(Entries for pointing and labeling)
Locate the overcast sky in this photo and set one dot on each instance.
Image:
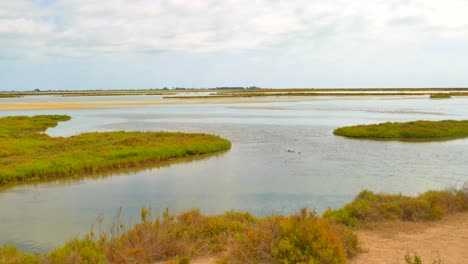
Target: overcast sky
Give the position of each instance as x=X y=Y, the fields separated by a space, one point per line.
x=119 y=44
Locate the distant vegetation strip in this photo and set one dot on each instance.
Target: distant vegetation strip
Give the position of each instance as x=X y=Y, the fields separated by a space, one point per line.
x=417 y=130
x=27 y=153
x=323 y=93
x=239 y=237
x=240 y=92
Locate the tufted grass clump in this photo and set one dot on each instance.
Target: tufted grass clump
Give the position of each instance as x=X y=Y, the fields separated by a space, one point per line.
x=27 y=153
x=11 y=255
x=415 y=130
x=369 y=207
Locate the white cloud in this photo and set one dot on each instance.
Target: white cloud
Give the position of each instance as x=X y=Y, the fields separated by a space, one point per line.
x=89 y=27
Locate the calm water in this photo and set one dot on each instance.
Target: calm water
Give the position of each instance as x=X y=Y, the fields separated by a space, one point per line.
x=284 y=157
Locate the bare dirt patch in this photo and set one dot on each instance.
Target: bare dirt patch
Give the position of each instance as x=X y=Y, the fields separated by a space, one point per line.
x=445 y=240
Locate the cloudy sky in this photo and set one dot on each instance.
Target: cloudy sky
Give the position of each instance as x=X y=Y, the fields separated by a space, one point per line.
x=119 y=44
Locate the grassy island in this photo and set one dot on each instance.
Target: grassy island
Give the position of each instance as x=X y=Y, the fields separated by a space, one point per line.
x=27 y=153
x=239 y=237
x=440 y=96
x=416 y=130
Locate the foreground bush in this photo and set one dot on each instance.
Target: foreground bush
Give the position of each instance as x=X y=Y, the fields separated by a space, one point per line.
x=27 y=153
x=419 y=130
x=235 y=237
x=369 y=207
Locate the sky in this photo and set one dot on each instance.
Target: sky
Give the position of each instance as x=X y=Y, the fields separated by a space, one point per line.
x=138 y=44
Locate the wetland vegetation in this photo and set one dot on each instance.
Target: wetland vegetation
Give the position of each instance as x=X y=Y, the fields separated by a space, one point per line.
x=238 y=237
x=440 y=96
x=27 y=153
x=415 y=130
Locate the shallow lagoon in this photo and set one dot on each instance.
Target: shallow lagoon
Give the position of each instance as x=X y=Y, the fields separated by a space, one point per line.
x=263 y=172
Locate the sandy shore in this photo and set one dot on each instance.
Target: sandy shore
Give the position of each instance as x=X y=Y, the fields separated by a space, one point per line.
x=170 y=101
x=387 y=243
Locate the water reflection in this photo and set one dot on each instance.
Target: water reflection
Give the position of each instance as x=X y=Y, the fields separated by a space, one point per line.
x=284 y=157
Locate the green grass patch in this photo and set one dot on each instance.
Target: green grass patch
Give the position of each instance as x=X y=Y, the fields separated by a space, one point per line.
x=27 y=153
x=416 y=130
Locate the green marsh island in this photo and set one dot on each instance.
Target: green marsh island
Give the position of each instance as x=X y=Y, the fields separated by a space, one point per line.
x=27 y=153
x=415 y=130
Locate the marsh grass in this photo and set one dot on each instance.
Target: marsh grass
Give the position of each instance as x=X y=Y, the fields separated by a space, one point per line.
x=27 y=153
x=415 y=130
x=234 y=237
x=239 y=237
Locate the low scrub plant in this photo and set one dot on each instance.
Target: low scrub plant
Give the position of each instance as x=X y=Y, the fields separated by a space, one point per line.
x=369 y=207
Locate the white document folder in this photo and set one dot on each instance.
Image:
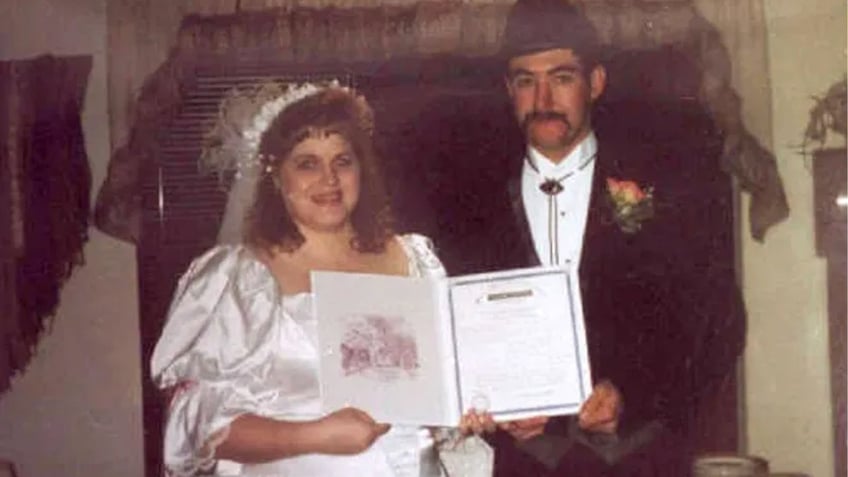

» Problem:
Transcribe every line of the data above exactly, leaving out the pictures.

» Problem solution:
Locate the overcast sky in this photo and set one dot on each instance.
Image:
Target: overcast sky
Give the position of each instance as x=X y=Y, the fields separated by a space, one point per line.
x=119 y=44
Locate the distant vegetation strip in this photo and set one dot on each instance.
Target: distant vegetation strip
Give the position of each instance as x=X y=Y, the fields separated by a space, one point per line.
x=417 y=130
x=27 y=153
x=323 y=93
x=239 y=237
x=240 y=92
Locate the tufted grass clump in this photo and set one dot on each instance.
Target: tufted grass clump
Give the position of each instance as x=X y=Y, the fields separated by a space, one point per line.
x=27 y=153
x=11 y=255
x=415 y=130
x=369 y=207
Locate the white cloud in this photo and set one dot on each instance.
Target: white cloud
Give the position of each instance as x=X y=Y, the fields separated by a space, one point per line.
x=89 y=27
Locate the calm water in this photo and set one dot on each instance.
Target: calm water
Give the position of each instance as x=X y=Y, the fields separated by a space, one point per line.
x=284 y=157
Locate the bare dirt patch in this photo and set one dot on each instance.
Target: bare dirt patch
Give the position of each instance as x=X y=Y, the fields separated by a space, one point per line.
x=445 y=240
Locate the cloudy sky in this photo and set one dot on each instance.
Target: cloudy sky
Give the position of each instance as x=X y=Y, the fields separated by a space, one point per line.
x=119 y=44
Locate the grassy island in this photo and set one dot on each instance.
Target: grassy island
Give the position of each instance as x=X y=Y, the fields separated by a space, one point per line.
x=27 y=153
x=239 y=237
x=440 y=96
x=416 y=130
Locate the foreground bush in this photo and set one dot on each instance.
Target: foreground bush
Give the position of each instance as x=X y=Y, the fields separated by a space, one point per line.
x=27 y=153
x=419 y=130
x=235 y=237
x=369 y=207
Locate the sky in this photo and set one dot on each instance.
Target: sky
Give the position of each instance as x=X y=Y, the fields separated by a space, one point per line.
x=138 y=44
Locate the wetland vegetation in this photo and set one dot on each instance.
Target: wetland vegetation
Give the position of each instance as x=X y=Y, the fields separated by a space, one point per line.
x=238 y=237
x=440 y=96
x=27 y=153
x=415 y=130
Locate the shallow lagoon in this photo and set one dot on each instance.
Target: shallow lagoon
Give the position of each instance as x=X y=Y, the fields separated by a space, one point per line.
x=263 y=172
Locate the sandy shore in this photo and set one dot on each instance.
Target: sandy shore
Give the position of each instance as x=X y=Y, the fields separated by a space, one point per line.
x=170 y=101
x=387 y=243
Locate the water reflection in this photo and set one dot on each instance.
Target: water reflection
Give the position of each instance as x=X y=Y, the fields separated by a space, one point per line.
x=284 y=157
Locate the green grass patch in this photo and set one dot on each instance.
Target: green grass patch
Give the position of each instance as x=X y=Y, the fields separated by a space, one point per line.
x=27 y=153
x=416 y=130
Locate the green marsh island in this photo and set one dot on each instance.
Target: green marsh island
Give the position of each instance as x=X y=Y, the fields separated by a space, one point per line.
x=27 y=153
x=415 y=130
Locate the marsh grass in this photo and set one dot on each instance.
Target: marsh grass
Give the position of each instance as x=X y=Y, the fields separated by a space, one point per line.
x=27 y=153
x=415 y=130
x=234 y=237
x=239 y=237
Locate the low scrub plant in this photo and set one dot on each instance.
Target: low scrub plant
Give the position of each instance as x=X y=Y, the fields separated by a space, one point per line.
x=369 y=207
Locate the white document folder in this photo and set one dot on each instance.
Image:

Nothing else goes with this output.